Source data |
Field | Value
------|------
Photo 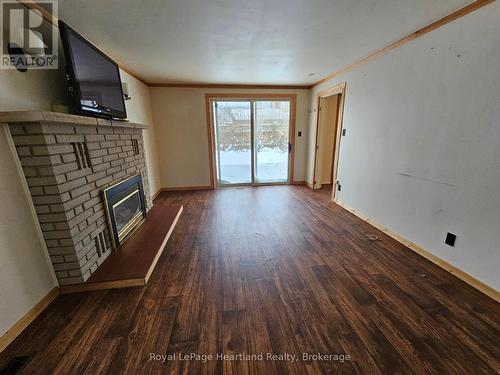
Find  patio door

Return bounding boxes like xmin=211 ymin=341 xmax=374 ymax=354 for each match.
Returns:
xmin=212 ymin=99 xmax=291 ymax=186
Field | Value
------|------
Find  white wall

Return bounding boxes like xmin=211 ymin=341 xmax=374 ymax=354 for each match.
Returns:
xmin=120 ymin=70 xmax=161 ymax=194
xmin=316 ymin=95 xmax=339 ymax=184
xmin=0 ymin=126 xmax=56 ymax=336
xmin=308 ymin=2 xmax=500 ymax=290
xmin=151 ymin=87 xmax=309 ymax=187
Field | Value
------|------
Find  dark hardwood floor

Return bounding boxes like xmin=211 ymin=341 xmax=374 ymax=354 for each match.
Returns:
xmin=0 ymin=186 xmax=500 ymax=374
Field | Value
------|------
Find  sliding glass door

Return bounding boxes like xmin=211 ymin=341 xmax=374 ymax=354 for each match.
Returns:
xmin=214 ymin=101 xmax=252 ymax=185
xmin=212 ymin=100 xmax=290 ymax=185
xmin=254 ymin=101 xmax=290 ymax=183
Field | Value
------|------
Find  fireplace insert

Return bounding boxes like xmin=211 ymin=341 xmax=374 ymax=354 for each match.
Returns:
xmin=104 ymin=174 xmax=146 ymax=249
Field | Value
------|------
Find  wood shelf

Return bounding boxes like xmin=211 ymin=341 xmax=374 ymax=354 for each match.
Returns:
xmin=0 ymin=111 xmax=148 ymax=129
xmin=61 ymin=201 xmax=183 ymax=293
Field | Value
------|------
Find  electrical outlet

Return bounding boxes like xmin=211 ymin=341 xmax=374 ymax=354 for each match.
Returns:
xmin=444 ymin=232 xmax=457 ymax=247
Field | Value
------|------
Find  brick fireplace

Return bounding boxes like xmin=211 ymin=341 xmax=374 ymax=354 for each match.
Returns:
xmin=0 ymin=112 xmax=152 ymax=285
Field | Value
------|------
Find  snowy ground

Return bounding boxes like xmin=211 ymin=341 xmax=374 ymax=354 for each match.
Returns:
xmin=220 ymin=148 xmax=288 ymax=183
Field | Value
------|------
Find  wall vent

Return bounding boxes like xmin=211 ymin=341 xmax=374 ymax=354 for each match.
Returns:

Exercise objective | Render every line of the records above as a JSON list of strings, one string per line, and skip blank lines. Omit the pictures.

Final answer |
[
  "Field | Value",
  "------|------",
  "Photo ",
  "Find  patio door",
  "Return bounding boxes like xmin=211 ymin=341 xmax=374 ymax=354 for each match.",
  "Returns:",
  "xmin=212 ymin=99 xmax=291 ymax=186",
  "Field | Value",
  "------|------",
  "Find  white wall",
  "Return bounding boxes like xmin=211 ymin=341 xmax=374 ymax=354 for each match.",
  "Returns:",
  "xmin=120 ymin=70 xmax=161 ymax=194",
  "xmin=316 ymin=95 xmax=339 ymax=184",
  "xmin=0 ymin=126 xmax=56 ymax=336",
  "xmin=308 ymin=2 xmax=500 ymax=290",
  "xmin=151 ymin=87 xmax=309 ymax=187",
  "Field | Value",
  "------|------",
  "Find  dark hardwood floor",
  "Return bounding boxes like xmin=211 ymin=341 xmax=374 ymax=354 for each match.",
  "Returns:",
  "xmin=0 ymin=186 xmax=500 ymax=374",
  "Field | Value",
  "------|------",
  "Find  sliding glass door",
  "Return bounding boxes like xmin=211 ymin=341 xmax=374 ymax=354 for each match.",
  "Returns:",
  "xmin=214 ymin=101 xmax=252 ymax=185",
  "xmin=212 ymin=100 xmax=290 ymax=185",
  "xmin=254 ymin=101 xmax=290 ymax=183",
  "Field | Value",
  "------|------",
  "Find  fireplace insert",
  "Return bounding boxes like xmin=211 ymin=341 xmax=374 ymax=354 for each match.",
  "Returns:",
  "xmin=104 ymin=174 xmax=146 ymax=249",
  "Field | Value",
  "------|------",
  "Find  wood shelf",
  "Return bounding boxes like xmin=211 ymin=341 xmax=374 ymax=354 for each match.",
  "Returns:",
  "xmin=0 ymin=111 xmax=148 ymax=129",
  "xmin=61 ymin=201 xmax=183 ymax=293",
  "Field | Value",
  "------|------",
  "Find  electrical outlet",
  "Return bounding boxes like xmin=211 ymin=341 xmax=374 ymax=354 for each match.",
  "Returns:",
  "xmin=444 ymin=232 xmax=457 ymax=247",
  "Field | Value",
  "------|------",
  "Find  brick fireplace",
  "Return bounding boxes like xmin=211 ymin=341 xmax=374 ymax=354 for each match.",
  "Returns:",
  "xmin=0 ymin=112 xmax=152 ymax=285",
  "Field | Value",
  "------|------",
  "Find  snowy ground",
  "Return bounding boxes like xmin=211 ymin=341 xmax=374 ymax=354 for each match.",
  "Returns:",
  "xmin=220 ymin=148 xmax=288 ymax=183",
  "Field | Value",
  "------|------",
  "Find  wall vent",
  "Return bounding boxes like xmin=211 ymin=341 xmax=374 ymax=354 for each match.",
  "Returns:"
]